[Records provided start]
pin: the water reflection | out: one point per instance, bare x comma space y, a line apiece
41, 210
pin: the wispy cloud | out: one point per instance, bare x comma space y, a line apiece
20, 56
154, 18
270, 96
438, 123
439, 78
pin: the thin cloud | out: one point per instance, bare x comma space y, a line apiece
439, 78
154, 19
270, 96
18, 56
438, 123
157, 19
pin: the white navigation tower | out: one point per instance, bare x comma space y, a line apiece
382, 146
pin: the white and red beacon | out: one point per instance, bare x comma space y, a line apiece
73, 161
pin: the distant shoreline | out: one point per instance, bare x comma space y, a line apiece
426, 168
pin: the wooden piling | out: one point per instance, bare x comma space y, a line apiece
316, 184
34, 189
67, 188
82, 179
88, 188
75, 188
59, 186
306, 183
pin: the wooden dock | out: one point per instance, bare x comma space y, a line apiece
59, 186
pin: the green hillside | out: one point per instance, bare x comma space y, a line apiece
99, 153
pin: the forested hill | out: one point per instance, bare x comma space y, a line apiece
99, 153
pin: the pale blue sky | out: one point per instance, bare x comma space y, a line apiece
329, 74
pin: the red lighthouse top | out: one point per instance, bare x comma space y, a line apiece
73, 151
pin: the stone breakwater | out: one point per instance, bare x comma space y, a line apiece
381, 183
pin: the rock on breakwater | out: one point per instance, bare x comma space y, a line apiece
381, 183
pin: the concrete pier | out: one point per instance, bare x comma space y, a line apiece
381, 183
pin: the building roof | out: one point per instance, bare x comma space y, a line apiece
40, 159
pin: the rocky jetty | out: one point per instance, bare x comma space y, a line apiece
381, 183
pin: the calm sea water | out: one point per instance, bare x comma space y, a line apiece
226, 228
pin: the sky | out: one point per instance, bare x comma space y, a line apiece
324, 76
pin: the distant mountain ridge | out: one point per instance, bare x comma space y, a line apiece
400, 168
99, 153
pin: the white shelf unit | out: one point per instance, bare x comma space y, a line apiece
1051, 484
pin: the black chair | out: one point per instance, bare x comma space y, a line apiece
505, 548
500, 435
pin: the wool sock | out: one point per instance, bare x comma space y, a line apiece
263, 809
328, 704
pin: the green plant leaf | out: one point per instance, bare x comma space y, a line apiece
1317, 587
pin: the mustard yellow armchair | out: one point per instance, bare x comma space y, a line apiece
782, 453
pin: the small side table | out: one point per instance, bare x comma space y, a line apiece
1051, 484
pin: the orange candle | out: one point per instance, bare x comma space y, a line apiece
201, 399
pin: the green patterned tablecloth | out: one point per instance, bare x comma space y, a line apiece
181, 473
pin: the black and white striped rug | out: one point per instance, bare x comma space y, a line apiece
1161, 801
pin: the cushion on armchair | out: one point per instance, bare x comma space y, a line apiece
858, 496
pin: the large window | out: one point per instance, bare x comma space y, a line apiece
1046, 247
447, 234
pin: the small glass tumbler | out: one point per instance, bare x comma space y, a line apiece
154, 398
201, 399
[Records provided end]
# [Exercise brief]
Transcribe every line of the data, exactly as it stands.

# [Task answer]
pin: the water reflection | out: one point per instance, bare x comma space y, a line apiece
41, 210
pin: the wispy cloud | out: one point per instance, bare x comma space y, a line apiece
20, 56
154, 18
270, 96
438, 123
439, 78
pin: the thin cloud | out: one point per instance, bare x comma space y, a line apiece
439, 78
154, 19
270, 96
18, 56
438, 123
157, 19
pin: the white navigation tower | out: one point per instance, bare x comma space y, a line apiece
382, 146
pin: the white and red beacon | out: one point per instance, bare x comma space y, a line apiece
73, 161
pin: the distant shoreline | out: one point per instance, bare x comma space y, a line apiece
426, 168
pin: the wooden piling | out: one point per instance, bare x comma space y, a line apiece
316, 184
34, 189
67, 188
82, 179
88, 188
75, 188
59, 186
306, 183
pin: the wooden dock | out: one point per instance, bare x comma space y, a line apiece
59, 186
pin: the green hillside | out: one point per instance, bare x comma space y, a line apiece
99, 153
pin: the forested hill | out: one point per instance, bare x comma space y, a line apiece
99, 153
pin: the pale blue sky | out: one point per instance, bare x comma space y, a line apiece
329, 74
pin: the red lighthouse top | out: one point per instance, bare x comma space y, a line apiece
73, 151
pin: the stone breakwater | out: one point per instance, bare x comma space y, a line apiece
381, 183
pin: the rock on breakwater | out: one point per instance, bare x comma space y, a line apiece
381, 183
pin: the concrete pier | out: one point per instance, bare x comma space y, a line apiece
381, 183
pin: the building roof | out: one point per instance, bare x comma space y, a line apiece
40, 159
pin: the rocky jetty | out: one point per instance, bare x comma space y, a line apiece
381, 183
pin: the calm sea water | out: one point per instance, bare x comma space y, a line apiece
226, 228
pin: the sky | out: one point per instance, bare x comma space y, a line apiece
324, 76
pin: the distant mountain ridge | out: one point per instance, bare x comma space y, a line apiece
400, 168
99, 153
pin: the white shelf unit | out: one point per instance, bare x comma space y, a line apiece
1051, 484
pin: the black chair | out: one point per instance, bare x comma space y, a line apiece
505, 548
500, 435
pin: the wool sock | out: one point per instance, bare x comma space y, a line apiece
263, 809
328, 704
pin: the green plant leaf | out: one point per instance, bare x comma space y, a line apiece
1317, 587
pin: the mustard yellow armchair | out: one point per instance, bare x comma space y, a line apiece
782, 453
pin: the small side table | out: one point per instance, bare x comma space y, a line apiece
1051, 484
pin: the orange candle | out: one point per instance, bare x comma space y, a line apiece
201, 399
pin: the green patterned tablecloth | out: one point per instance, bare x comma space y, a line apiece
181, 473
pin: the black and white striped rug | out: one point per instance, bare x comma space y, a line apiece
1161, 801
pin: the cushion on armchair | out: one point per instance, bare x comma space y, a line apiece
858, 496
pin: the large window | out: one point per instance, bare x comma space y, a line apiece
1046, 247
447, 234
pin: the small glass tumbler | out: one point per instance, bare x comma space y, a line apiece
154, 398
201, 399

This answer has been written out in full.